### Excerpt to read

--- START ---

DMM amp reading issues.

I felt you guys here would know DMM's better than asking in "General Info".

I have read the rather simple guides to taking tail cap amp settings, And to make it easier to start im using a single mode light.

Ive been trying to take some tail cap amp readings and ive been getting some odd results. First is using my dads nice Fluke meter its giving no readings off the fused 10amp lead settings. It also doesnt trigger the light to an "ON" state. That i need to check for a blown fuse, But he said it was fine last he checked, So if it isnt the fuse ill report back.

Secondly is my meter, On the 10amp fused settings it does fire the emitter, But im getting a reading of 10.76 with no mention of amps or ma's and this was on a 14500 Li-ion cell. If i put in a 1.5v NiMH cell i get reading on an old cell of 18.78 or so and it would max out the scale with a fully charged AA NiMH.

Im thinking my meter with the odd readings may be a lost cause, And im gonna dig into my dads Fluke and check the fuse and hope it has a physical fuse and not a relay.

Lastly, If all else fails can you recommend a good DMM that will be decently accurate and low priced. Im kinda afraid to buy from China on this, But most likely anything i buy here in the USA was made in China anyhow.

Sounds like both meters are broken.

For the Fluke, a bad fuse is the most likely option, but it could also be bad probes or a bad jack, or the meter is bad.

For yours, are you using the right jack (if it has separate 10A and mA jacks), and on the right setting?


The probes were fine testing voltage with the fluke, I still need to check the fuse but my cat decided it was nap time and is using me as a bed.

I used the 10A fused setting and put the +positive into that jack and set it to 10A on the dial for my meter.

After i check the Fluke i may go DMM shopping.

20 years ago i almost finished EE degree and dropped out like an idiot, So i have some experience but i have forgotten alot also.

Suggestions on a low priced quality replacement?

Could be an stupid question, but ┬┐Did you must press (in my Fluke 179, the yellow) button to switch from AC Amps to DC amps?.

If that were the case, the flashlight would still light.


To check the 10A range fuse integrity, just switch to "continuity" (or "ohms") and put the leads in the outer two jacks. (RED + Voltage jack and the RED + 10A range jack) Touch the leads together. It will beep if the fuse is good.

If no beep (or not near-zero ohms), check the leads by putting them back where they belong and touch them together.

This always works for 10A range fuses. YMMV when testing fuses in separate lower range current jacks.

Crux called it right on the Fluke, No continuity beep in that setting.

Mine did beep tho, But may be just a cheap meter. But once i look into the Flukes fuse ill test it against it and see if its ready to be trashed.

--- END ---

### Supplied material
--- START ---

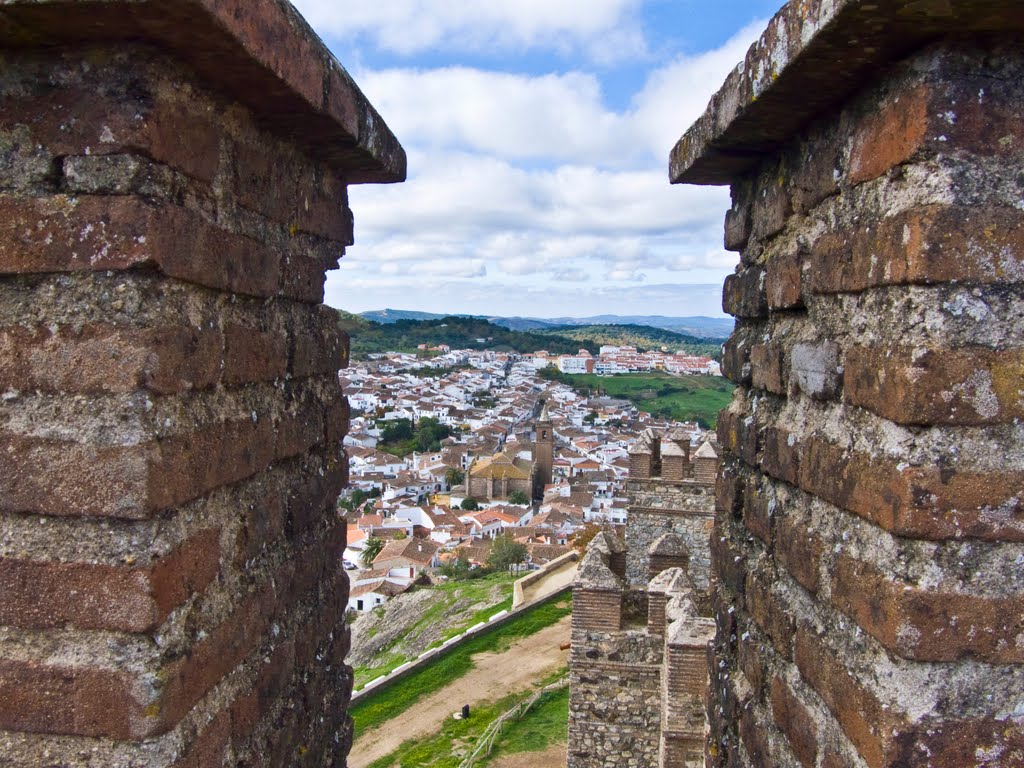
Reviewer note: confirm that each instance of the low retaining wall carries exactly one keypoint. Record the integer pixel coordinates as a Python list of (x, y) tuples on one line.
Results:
[(537, 576), (498, 620)]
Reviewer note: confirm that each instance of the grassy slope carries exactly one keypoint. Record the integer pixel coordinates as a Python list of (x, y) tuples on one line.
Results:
[(474, 591), (379, 707), (677, 397), (545, 724)]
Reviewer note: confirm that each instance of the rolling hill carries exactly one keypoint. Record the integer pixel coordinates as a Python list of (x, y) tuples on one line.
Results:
[(697, 326), (466, 333)]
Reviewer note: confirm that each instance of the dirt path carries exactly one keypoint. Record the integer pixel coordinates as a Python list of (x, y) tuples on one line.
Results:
[(494, 676), (553, 757)]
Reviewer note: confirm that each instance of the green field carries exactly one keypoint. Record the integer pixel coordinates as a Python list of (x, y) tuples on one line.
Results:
[(475, 591), (545, 724), (390, 701), (677, 397)]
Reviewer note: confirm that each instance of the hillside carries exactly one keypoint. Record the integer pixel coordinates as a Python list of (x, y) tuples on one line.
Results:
[(698, 326), (643, 338), (459, 333), (696, 398), (464, 333)]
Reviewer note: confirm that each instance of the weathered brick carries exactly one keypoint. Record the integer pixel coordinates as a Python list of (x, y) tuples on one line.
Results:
[(728, 491), (781, 454), (865, 721), (815, 369), (263, 520), (312, 500), (736, 358), (337, 418), (750, 656), (814, 176), (324, 209), (923, 246), (729, 562), (755, 737), (768, 368), (737, 228), (89, 119), (209, 748), (772, 207), (928, 625), (187, 679), (964, 387), (299, 429), (44, 595), (796, 722), (925, 502), (303, 278), (252, 355), (758, 514), (799, 549), (890, 136), (62, 233), (195, 463), (321, 349), (73, 700), (738, 434), (783, 278), (97, 358), (743, 294), (274, 674), (770, 613), (59, 477)]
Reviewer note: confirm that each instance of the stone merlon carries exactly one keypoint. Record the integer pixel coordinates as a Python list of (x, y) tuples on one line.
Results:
[(260, 52), (813, 55)]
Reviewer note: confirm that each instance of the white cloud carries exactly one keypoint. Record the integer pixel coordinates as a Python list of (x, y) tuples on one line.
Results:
[(532, 189), (560, 118), (604, 29)]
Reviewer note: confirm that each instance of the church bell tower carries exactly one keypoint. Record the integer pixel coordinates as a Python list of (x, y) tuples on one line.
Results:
[(544, 452)]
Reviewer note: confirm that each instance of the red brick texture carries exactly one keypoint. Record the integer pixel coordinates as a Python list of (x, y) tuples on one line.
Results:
[(172, 419), (869, 503)]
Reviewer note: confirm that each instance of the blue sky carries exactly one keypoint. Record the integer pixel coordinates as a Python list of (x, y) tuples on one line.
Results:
[(538, 134)]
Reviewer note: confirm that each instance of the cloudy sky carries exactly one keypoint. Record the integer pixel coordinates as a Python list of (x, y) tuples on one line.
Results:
[(538, 134)]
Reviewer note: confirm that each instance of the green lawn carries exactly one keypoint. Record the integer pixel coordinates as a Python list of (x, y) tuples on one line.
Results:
[(474, 591), (678, 397), (543, 725), (377, 708)]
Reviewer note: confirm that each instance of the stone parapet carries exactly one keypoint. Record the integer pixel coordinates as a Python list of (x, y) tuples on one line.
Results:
[(173, 187), (868, 505)]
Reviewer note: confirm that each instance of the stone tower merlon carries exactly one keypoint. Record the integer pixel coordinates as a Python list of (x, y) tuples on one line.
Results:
[(869, 607), (173, 187)]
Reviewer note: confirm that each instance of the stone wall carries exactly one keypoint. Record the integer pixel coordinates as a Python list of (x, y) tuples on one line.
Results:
[(657, 507), (866, 550), (170, 416), (638, 668)]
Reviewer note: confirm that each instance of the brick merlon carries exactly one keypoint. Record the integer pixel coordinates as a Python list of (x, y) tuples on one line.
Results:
[(258, 52), (813, 55)]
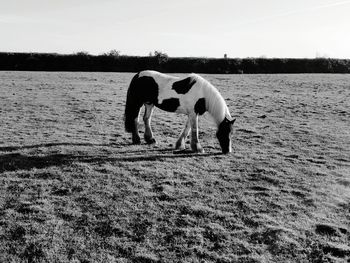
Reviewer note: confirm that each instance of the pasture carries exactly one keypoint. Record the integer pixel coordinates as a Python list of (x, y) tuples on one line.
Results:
[(73, 188)]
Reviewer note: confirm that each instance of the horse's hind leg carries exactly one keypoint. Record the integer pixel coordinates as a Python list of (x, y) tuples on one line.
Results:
[(180, 143), (195, 145), (148, 135)]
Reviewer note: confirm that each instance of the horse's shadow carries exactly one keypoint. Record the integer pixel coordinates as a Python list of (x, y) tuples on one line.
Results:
[(19, 161)]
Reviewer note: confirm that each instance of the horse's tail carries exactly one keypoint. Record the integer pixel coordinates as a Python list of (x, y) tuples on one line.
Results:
[(132, 106)]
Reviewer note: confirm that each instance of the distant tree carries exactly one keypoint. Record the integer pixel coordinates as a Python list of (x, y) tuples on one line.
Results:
[(113, 53), (82, 53), (161, 57)]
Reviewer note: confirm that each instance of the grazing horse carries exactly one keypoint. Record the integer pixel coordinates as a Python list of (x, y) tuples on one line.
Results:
[(191, 95)]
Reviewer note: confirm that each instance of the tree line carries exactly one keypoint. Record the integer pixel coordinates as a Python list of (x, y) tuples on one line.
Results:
[(114, 62)]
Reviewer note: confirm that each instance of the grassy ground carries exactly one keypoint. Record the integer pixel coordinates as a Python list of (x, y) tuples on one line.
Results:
[(73, 189)]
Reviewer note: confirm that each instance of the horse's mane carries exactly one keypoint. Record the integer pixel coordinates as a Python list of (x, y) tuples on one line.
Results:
[(216, 105)]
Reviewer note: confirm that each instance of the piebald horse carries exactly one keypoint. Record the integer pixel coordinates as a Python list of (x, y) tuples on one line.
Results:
[(191, 95)]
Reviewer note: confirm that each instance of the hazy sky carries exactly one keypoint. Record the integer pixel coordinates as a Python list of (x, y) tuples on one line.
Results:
[(209, 28)]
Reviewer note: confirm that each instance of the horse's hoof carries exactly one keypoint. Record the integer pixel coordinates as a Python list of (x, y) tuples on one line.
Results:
[(151, 141), (180, 146), (136, 141), (197, 149)]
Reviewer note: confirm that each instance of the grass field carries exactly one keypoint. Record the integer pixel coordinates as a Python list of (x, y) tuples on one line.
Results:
[(73, 188)]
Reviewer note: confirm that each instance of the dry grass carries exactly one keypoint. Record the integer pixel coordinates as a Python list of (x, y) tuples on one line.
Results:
[(73, 189)]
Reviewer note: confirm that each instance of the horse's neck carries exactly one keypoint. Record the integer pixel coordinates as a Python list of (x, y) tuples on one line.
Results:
[(216, 105)]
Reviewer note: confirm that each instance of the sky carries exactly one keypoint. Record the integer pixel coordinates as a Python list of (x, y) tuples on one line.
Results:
[(181, 28)]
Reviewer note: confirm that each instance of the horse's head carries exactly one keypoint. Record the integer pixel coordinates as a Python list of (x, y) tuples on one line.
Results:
[(224, 135)]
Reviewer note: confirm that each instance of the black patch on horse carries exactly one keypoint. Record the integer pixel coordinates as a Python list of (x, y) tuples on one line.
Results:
[(147, 89), (199, 107), (169, 104), (183, 86), (141, 90)]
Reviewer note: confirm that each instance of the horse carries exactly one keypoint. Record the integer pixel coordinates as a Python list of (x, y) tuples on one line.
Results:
[(191, 95)]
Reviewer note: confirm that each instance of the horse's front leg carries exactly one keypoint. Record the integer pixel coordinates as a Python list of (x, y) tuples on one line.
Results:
[(148, 135), (195, 145), (180, 143)]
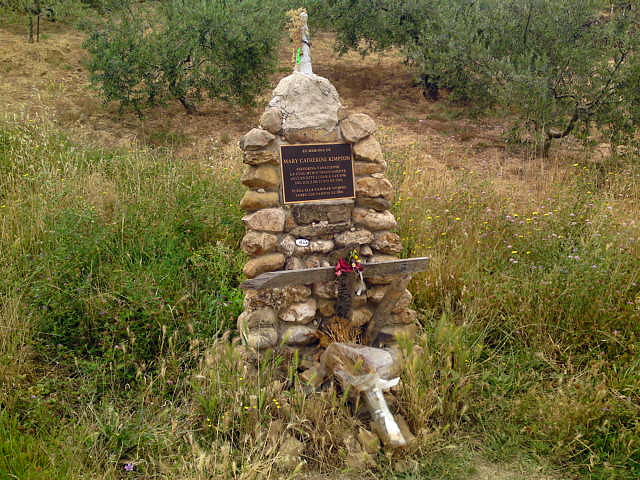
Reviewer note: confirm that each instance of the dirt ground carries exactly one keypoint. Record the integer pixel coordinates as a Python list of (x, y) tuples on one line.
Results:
[(48, 80)]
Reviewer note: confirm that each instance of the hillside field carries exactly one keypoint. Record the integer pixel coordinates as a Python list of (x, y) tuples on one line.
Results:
[(119, 247)]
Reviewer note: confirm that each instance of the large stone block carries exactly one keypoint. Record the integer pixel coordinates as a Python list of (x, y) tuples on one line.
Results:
[(325, 290), (368, 150), (265, 176), (299, 335), (374, 187), (360, 237), (262, 338), (320, 229), (357, 126), (380, 204), (252, 201), (259, 243), (256, 139), (405, 316), (302, 312), (271, 120), (387, 242), (361, 316), (264, 263), (311, 104), (373, 220), (306, 214), (312, 135), (263, 317), (268, 220)]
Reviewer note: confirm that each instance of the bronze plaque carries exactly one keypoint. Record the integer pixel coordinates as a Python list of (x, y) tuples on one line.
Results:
[(314, 172)]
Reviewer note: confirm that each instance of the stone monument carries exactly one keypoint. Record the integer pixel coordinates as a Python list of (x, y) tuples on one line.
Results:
[(317, 193)]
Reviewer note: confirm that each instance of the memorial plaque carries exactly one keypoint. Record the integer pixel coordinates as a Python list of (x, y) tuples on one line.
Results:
[(317, 172)]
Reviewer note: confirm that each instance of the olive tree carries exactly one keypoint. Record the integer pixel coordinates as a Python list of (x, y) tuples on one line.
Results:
[(186, 50), (562, 67)]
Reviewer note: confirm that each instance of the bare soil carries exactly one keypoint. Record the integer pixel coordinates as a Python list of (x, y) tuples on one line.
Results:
[(49, 81)]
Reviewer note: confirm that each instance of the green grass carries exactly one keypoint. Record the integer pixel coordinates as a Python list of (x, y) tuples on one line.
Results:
[(121, 268)]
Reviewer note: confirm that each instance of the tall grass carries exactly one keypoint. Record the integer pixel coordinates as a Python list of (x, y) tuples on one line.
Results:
[(120, 270), (547, 285)]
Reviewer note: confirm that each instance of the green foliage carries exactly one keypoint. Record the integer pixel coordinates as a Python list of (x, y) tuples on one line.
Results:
[(120, 258), (36, 11), (562, 67), (186, 50), (542, 302)]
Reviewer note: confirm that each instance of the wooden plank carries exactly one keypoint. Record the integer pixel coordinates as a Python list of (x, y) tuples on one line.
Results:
[(391, 297), (284, 278)]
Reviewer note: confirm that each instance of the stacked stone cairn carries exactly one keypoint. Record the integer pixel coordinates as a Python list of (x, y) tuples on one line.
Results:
[(306, 109)]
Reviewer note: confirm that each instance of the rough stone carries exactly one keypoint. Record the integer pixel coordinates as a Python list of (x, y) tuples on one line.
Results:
[(302, 312), (268, 219), (379, 204), (387, 242), (264, 263), (359, 237), (357, 126), (314, 375), (325, 289), (382, 258), (289, 221), (262, 338), (256, 139), (372, 220), (368, 168), (252, 201), (326, 307), (404, 302), (299, 335), (306, 214), (258, 243), (288, 245), (375, 294), (264, 176), (374, 187), (315, 246), (311, 135), (360, 316), (294, 293), (403, 317), (313, 261), (261, 157), (271, 120), (310, 102), (263, 317), (294, 263), (366, 251), (368, 150), (319, 229), (290, 452)]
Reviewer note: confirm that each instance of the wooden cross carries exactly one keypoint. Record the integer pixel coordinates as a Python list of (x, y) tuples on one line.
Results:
[(402, 268)]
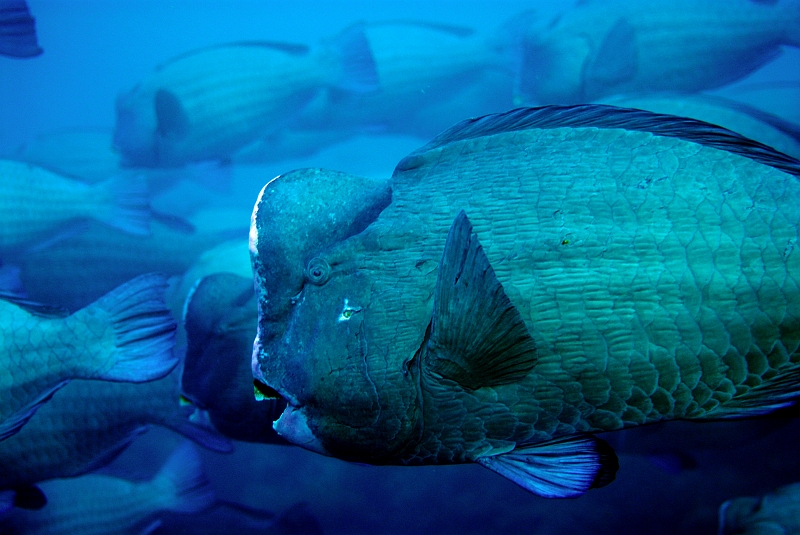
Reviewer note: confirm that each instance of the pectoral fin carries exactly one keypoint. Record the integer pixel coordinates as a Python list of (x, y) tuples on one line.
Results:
[(477, 336), (563, 468)]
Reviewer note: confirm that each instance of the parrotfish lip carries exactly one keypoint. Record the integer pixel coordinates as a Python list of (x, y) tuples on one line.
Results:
[(293, 426)]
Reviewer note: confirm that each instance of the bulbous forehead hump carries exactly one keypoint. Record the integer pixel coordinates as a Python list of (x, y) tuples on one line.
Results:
[(302, 212)]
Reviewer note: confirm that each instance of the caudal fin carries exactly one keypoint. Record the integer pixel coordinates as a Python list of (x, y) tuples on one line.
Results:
[(125, 203), (17, 30), (358, 70), (144, 330), (184, 484)]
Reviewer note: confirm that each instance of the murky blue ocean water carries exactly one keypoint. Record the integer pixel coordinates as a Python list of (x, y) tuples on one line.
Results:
[(59, 108)]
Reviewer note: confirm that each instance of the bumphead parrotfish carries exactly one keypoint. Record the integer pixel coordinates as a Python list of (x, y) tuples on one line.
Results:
[(610, 47), (523, 281)]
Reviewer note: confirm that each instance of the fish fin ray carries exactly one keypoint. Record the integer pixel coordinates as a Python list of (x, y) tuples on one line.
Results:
[(12, 425), (478, 337), (781, 391), (38, 309), (144, 330), (561, 468), (601, 116)]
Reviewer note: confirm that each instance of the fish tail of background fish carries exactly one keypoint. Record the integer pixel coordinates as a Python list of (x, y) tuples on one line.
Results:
[(17, 30), (355, 70), (181, 485), (133, 332), (123, 203)]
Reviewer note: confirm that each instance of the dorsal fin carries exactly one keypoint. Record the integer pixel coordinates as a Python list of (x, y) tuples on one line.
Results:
[(603, 116)]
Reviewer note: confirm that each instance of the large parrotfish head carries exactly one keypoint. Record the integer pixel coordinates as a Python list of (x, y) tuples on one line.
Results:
[(319, 306)]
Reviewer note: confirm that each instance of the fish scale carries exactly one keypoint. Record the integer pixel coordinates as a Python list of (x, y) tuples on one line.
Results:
[(599, 268), (574, 338)]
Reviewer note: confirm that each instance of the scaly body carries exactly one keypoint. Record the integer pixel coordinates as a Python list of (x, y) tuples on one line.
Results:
[(650, 259)]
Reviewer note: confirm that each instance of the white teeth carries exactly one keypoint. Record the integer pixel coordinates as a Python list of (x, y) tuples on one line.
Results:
[(293, 426)]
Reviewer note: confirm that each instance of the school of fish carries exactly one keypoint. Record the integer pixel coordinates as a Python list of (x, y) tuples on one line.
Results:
[(593, 229)]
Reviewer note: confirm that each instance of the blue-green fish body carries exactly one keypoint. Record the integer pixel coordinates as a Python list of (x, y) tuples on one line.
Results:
[(36, 203), (100, 504), (125, 336), (602, 48), (526, 280)]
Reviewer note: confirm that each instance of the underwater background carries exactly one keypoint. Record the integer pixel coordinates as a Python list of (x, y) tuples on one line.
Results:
[(673, 477)]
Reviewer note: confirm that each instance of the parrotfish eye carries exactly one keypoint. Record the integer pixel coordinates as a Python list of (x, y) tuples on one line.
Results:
[(318, 271), (348, 311)]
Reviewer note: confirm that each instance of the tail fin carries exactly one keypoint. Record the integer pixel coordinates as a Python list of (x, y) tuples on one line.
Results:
[(144, 330), (17, 30), (358, 70), (186, 487), (125, 203), (780, 391)]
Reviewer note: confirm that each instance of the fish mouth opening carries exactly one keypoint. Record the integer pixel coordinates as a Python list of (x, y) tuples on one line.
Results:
[(263, 392)]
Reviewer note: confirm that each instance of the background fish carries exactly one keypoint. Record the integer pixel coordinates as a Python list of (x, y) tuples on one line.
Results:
[(36, 204), (75, 272), (125, 336), (221, 318), (605, 47), (17, 30), (209, 103), (612, 279), (775, 513), (104, 504), (88, 423)]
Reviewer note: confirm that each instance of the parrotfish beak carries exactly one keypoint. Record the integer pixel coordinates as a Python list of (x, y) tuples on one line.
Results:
[(293, 426), (293, 422)]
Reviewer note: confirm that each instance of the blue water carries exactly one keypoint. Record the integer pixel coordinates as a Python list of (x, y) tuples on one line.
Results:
[(93, 50)]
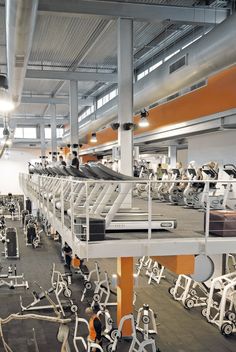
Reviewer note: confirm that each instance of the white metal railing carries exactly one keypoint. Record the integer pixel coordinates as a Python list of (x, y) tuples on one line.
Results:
[(105, 199)]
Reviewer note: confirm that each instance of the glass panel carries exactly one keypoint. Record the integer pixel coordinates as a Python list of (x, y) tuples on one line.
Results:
[(29, 132)]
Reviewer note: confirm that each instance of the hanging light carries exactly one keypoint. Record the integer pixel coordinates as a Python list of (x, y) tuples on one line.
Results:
[(93, 138), (143, 119), (6, 104)]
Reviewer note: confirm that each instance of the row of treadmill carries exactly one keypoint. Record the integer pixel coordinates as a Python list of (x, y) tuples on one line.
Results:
[(106, 193), (187, 187)]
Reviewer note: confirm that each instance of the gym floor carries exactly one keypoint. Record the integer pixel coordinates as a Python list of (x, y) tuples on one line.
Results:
[(179, 330)]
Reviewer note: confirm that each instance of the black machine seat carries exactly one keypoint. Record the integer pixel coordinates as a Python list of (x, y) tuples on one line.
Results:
[(176, 172), (113, 175), (164, 171), (42, 295), (87, 172), (209, 171), (230, 169), (75, 172), (192, 172)]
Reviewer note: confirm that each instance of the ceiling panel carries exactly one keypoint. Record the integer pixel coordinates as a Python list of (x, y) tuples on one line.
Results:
[(60, 40)]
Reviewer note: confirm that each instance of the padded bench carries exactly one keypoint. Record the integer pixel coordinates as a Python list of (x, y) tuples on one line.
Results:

--- END ---

### Given instruction
In the DMM forum thread, what reading did the poster's own meter show on the 10-amp fused setting with the 14500 Li-ion cell? Nothing in the listing matters here.

### Response to the exercise
10.76